* start Excerpted passage *

Hunting when wild camping?

Q. Hi all, me and my friends are considering wild camping and hunting for our food.

Are there any animals we can hunt legally with air rifles?

We have been camping many times on sites and taken canned food, but this time we are looking for a more 'outdoorsman' trip.

We are all in our mid-20's and are sensible people, we don't plan on running around like nutters randomly shooting things.

Daniel Barnes, Coventry

A. Try your hand at some archery. Not illegal to carry it is however illegal to hunt with one. Would be kinda hard to prove that's what's it is being used for take a target with you.

Declan Ffud, Stockport

A. In relation to areas where wild-camping is permitted within parts of Dartmoor National Park, the permitted activity is perfectly adequate, reasonable, and easy to find definition of - a search for Dartmoor National Park Authority website will reveal all necessary. Here's a snippet; Dartmoor Commons Act, 1985. Byelaws made under Section 90 of the National Parks and Access to the Countryside Act 1949 and Section 11 of the Dartmoor Commons Act 1985; 12) Protection of Wildlife. No person shall without lawful excuse or authority on the access land, kill, molest or intentionally disturb any animal or engage in hunting, shooting or fishing or the setting of traps or nets or the laying of snares. 13) Firearms and Projectiles. No person shall: (1) discharge on the access land without lawful authority any firearm, air weapon or crossbow These Byelaws apply in addition to other UK Law, such as the carrying of a weapon in a public place for example. I agree with the comment that a butcher could provide meat to be dressed in the field by anyone wishing to emulate a hunter. For the recreational pursuit of wild-camping as it's permitted on Dartmoor to be used as an excuse to try to knock off wildlife by air-gun or snares is a foolish and irresponsible stance only likely to see someone arrested, someone hurt, or wild-camping denied. In my view only the first outcome is acceptable. There are areas on Dartmoor and nearby where the harm caused by unpermitted "bushcraft" or "prepping" is already objectionable, and it will not benefit wild-camping or wild-campers to be equally associated with impropriety. The place for such activity if it must exist, is on private land, with permission. Oh, I know where meat comes from, just in case there's any question - I used to work in a slaughterhouse.

* end Excerpted passage *

Set task 1
Reproduce the wild camping discussion word for word from "Q. Hi all, me" to "more 'outdoorsman' trip.".
Set task 2
Answer these questions using the wild camping discussion:
(a) With what kind of weapon does the first message ask about hunting legally?
(b) Under what number is the byelaw on firearms and projectiles listed?
(c) Where does the last respondent say they used to work?
The material that comes next has no connection to the wild camping discussion.

* start Given information *

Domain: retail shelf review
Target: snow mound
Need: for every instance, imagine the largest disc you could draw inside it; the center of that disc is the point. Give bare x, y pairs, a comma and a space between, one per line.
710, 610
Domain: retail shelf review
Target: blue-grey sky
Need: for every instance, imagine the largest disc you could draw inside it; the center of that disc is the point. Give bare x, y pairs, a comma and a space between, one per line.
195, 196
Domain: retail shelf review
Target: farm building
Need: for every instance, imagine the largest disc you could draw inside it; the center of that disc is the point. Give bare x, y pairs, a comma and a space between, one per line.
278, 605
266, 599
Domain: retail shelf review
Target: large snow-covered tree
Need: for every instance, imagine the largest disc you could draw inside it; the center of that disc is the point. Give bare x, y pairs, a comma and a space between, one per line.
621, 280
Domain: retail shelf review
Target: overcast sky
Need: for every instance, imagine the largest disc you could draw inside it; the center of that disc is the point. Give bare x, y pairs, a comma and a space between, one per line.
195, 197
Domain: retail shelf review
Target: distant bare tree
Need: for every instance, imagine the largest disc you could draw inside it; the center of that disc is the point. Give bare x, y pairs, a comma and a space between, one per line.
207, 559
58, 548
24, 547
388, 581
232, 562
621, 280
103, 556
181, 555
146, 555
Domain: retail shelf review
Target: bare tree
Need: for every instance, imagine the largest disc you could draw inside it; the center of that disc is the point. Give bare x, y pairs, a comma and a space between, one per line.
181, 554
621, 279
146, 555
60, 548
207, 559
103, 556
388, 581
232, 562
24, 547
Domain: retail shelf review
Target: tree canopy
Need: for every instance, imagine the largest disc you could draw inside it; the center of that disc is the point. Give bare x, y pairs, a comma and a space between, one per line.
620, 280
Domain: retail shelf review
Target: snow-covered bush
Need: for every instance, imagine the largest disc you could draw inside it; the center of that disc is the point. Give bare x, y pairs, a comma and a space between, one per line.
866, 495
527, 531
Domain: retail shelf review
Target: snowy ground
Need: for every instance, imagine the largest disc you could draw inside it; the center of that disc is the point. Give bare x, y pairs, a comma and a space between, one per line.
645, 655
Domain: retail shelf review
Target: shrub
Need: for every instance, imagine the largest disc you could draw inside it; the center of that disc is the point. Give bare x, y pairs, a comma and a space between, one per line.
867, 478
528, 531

* end Given information *

Written solution 1
Q. Hi all, me and my friends are considering wild camping and hunting for our food.

Are there any animals we can hunt legally with air rifles?

We have been camping many times on sites and taken canned food, but this time we are looking for a more 'outdoorsman' trip.

Written solution 2
(a) Air rifles.
(b) 13.
(c) In a slaughterhouse.